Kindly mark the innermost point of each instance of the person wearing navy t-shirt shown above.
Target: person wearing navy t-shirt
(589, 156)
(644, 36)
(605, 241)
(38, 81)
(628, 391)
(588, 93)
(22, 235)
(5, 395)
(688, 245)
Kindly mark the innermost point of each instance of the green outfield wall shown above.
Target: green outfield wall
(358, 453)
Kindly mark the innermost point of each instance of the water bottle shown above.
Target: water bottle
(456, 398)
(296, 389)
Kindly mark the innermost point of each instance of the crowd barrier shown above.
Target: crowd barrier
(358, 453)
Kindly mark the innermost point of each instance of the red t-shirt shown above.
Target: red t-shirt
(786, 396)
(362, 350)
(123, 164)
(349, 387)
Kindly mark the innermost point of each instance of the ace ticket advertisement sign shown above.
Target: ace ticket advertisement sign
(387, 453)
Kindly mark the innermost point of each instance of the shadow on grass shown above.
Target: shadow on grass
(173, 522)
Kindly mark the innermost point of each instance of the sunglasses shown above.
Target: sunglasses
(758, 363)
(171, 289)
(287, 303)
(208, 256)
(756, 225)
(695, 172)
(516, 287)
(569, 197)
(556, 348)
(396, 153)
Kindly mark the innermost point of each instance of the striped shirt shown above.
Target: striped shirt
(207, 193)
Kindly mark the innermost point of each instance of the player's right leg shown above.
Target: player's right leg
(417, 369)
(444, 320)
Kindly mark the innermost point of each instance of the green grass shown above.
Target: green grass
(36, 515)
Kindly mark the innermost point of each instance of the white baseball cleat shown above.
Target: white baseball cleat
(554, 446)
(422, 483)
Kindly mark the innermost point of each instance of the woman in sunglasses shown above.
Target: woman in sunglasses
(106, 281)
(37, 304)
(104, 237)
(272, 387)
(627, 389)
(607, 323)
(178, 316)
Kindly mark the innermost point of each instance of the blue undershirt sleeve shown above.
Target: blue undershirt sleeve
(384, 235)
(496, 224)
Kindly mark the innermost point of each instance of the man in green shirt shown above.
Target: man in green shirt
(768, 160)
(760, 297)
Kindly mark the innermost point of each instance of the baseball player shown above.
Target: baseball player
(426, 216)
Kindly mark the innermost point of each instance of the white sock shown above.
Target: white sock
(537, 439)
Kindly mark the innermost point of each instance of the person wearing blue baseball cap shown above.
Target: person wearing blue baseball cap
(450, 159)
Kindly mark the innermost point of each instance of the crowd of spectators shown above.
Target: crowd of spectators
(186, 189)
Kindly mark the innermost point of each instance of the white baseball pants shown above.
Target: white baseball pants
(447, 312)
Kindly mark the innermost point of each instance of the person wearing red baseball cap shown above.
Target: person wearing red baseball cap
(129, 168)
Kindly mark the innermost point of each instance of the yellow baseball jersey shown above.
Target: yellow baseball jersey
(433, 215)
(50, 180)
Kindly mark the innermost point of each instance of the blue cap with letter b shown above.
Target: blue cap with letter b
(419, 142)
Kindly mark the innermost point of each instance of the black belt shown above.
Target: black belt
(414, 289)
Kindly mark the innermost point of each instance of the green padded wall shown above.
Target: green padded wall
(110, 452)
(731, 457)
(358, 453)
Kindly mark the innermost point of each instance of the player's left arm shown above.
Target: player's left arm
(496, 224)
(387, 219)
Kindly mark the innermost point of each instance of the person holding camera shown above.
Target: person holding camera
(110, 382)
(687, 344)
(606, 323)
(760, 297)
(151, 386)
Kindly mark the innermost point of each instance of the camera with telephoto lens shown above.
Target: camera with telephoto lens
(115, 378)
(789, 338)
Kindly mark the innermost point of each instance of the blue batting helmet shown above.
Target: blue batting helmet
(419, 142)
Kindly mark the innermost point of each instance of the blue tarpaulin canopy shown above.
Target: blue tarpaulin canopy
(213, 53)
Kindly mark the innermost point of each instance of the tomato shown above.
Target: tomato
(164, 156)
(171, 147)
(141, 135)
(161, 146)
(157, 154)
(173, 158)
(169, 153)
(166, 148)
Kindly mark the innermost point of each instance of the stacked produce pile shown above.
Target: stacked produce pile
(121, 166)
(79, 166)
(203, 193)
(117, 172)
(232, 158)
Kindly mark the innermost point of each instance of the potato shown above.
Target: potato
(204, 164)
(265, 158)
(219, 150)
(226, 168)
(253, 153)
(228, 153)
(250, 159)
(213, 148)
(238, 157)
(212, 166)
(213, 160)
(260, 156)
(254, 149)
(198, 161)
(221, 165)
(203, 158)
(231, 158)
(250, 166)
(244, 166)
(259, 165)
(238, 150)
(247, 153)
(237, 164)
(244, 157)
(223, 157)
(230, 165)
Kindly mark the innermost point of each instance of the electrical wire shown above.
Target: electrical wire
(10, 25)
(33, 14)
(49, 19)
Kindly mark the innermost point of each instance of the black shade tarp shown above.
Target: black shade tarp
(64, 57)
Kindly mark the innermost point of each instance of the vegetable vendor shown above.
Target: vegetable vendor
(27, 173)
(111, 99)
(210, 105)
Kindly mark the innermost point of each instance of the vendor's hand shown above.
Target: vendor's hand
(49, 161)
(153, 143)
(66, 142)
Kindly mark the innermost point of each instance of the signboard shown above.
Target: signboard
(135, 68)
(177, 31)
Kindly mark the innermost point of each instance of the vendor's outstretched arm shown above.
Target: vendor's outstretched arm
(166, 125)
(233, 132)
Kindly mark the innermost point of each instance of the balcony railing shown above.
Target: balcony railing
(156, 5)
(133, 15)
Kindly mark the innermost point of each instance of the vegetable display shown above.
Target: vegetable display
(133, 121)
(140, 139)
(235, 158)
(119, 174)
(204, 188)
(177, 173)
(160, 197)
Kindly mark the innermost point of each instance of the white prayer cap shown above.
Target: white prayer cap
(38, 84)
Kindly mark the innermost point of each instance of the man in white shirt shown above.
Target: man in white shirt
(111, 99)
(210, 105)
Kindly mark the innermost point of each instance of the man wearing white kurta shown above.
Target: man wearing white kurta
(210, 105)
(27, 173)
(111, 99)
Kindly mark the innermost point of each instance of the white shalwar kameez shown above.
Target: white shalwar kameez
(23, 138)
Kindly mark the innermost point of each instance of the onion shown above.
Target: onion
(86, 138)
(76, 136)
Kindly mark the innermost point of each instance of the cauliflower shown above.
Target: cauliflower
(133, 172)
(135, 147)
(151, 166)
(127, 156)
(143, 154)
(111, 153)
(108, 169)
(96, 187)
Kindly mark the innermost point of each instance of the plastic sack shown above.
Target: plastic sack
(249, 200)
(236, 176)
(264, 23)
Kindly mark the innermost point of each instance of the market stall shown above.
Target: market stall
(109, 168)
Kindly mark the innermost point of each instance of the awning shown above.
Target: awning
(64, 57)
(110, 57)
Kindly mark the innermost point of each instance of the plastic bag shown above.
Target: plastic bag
==
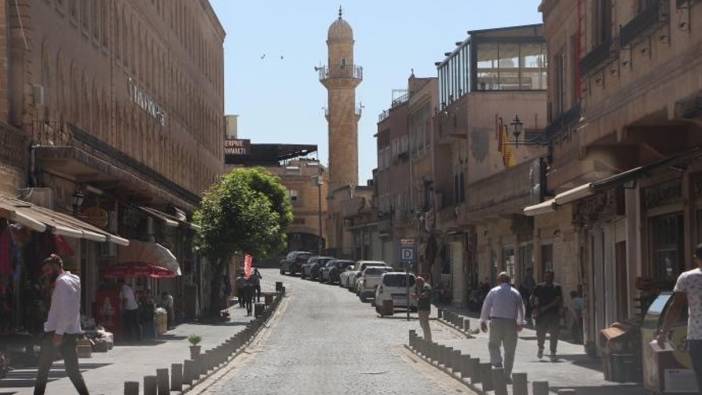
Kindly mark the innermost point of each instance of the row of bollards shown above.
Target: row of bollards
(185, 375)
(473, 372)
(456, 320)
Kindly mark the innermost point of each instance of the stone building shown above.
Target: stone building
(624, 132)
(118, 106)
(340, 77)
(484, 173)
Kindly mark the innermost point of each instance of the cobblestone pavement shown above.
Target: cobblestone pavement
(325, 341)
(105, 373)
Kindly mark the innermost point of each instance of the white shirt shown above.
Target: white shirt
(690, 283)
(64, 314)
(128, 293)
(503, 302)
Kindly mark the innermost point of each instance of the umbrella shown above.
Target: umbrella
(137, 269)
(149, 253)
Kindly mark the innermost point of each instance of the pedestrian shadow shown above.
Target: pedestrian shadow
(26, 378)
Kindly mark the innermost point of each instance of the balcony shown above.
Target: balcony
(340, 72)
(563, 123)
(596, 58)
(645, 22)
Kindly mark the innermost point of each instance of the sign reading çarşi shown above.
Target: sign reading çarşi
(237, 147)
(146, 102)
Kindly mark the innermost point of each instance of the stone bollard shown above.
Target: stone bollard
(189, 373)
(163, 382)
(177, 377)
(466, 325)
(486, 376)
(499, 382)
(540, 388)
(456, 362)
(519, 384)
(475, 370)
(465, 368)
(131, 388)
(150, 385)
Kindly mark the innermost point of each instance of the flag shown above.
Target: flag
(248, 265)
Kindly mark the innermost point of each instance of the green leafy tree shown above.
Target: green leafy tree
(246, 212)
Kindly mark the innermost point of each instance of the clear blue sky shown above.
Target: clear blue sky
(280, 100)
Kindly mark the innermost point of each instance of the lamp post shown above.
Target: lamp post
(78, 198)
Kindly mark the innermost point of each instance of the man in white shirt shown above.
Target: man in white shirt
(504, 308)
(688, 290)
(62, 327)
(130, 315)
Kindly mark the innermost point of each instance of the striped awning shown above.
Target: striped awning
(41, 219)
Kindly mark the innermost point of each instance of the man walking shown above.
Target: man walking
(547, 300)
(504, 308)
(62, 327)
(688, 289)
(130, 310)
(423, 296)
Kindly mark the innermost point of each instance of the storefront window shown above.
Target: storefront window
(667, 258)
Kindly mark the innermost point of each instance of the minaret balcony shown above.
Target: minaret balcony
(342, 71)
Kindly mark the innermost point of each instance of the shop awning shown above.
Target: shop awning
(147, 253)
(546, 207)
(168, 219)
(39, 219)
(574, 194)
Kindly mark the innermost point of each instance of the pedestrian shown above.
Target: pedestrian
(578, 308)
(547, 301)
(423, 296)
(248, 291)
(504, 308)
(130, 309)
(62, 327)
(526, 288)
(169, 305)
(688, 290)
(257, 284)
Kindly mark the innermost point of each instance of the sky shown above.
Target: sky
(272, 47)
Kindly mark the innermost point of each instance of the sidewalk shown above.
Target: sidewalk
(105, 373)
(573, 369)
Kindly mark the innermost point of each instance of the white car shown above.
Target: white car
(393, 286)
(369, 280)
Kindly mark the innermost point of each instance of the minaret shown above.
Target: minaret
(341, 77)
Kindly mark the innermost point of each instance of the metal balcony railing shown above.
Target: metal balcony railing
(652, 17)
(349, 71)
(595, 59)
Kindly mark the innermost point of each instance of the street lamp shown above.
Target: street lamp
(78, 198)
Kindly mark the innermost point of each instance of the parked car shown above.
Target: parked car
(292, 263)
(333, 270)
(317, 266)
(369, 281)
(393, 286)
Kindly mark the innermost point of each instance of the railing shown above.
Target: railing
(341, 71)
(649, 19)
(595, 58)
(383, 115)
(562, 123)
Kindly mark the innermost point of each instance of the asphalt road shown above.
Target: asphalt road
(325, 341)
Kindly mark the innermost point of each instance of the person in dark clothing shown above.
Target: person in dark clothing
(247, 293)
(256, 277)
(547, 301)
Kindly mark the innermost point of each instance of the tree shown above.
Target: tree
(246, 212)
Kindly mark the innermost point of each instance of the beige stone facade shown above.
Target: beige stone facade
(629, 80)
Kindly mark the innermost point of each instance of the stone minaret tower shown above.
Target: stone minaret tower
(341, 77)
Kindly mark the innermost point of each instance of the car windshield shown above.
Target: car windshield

§ **What to do**
Extract exactly and only the lines above from the line containing "Target: green grass" through the line containing "belt shown above.", both end lines included.

§ **Task solution**
Target: green grass
(36, 515)
Kindly mark the innermost point of each instance of the white baseball cleat shown above.
Target: white baseball cleat
(554, 446)
(422, 483)
Kindly mark the innermost point of each instance of the woman in sunglasses shown above.
Target: woman in sunglasses
(106, 281)
(37, 304)
(104, 237)
(272, 387)
(627, 389)
(607, 323)
(178, 316)
Kindly mark the innermost point of each instance of the blue undershirt sleeve shown above.
Target: blue undershirt sleeve
(384, 235)
(496, 224)
Kindly mark the innermost point of each instance of the man in green shirt shown above.
Target: man in green shirt
(768, 160)
(760, 297)
Kindly mark the innermost point of each instance of the baseball player shown above.
Target: baseball player
(426, 216)
Kindly mark the innermost point of each instance of the white sock shown above.
Target: white sock
(537, 439)
Kindly mark the innermost point of each instance of the person wearing blue baseball cap shown above.
Target: person wearing blue baseball cap
(450, 159)
Kindly mark the innermost point of each instance of the crowd of spectators shown above.
Target: crowd of spectators
(186, 189)
Kindly mark the innermost point of each instance of the white baseball pants shown above.
Target: white baseball pants
(447, 312)
Kindly mark the innermost point of each instance of the person wearing red baseball cap shown above.
Target: person wearing red baseball cap
(129, 168)
Kindly mark the innermost point of each instance of the yellow baseball jersey shown above.
Target: yellow baseball jersey
(433, 215)
(50, 180)
Kindly mark the innermost point of each instance of the blue cap with letter b shown above.
Target: blue cap with letter b
(419, 142)
Kindly mark the innermost point of each instance of the black belt shown above.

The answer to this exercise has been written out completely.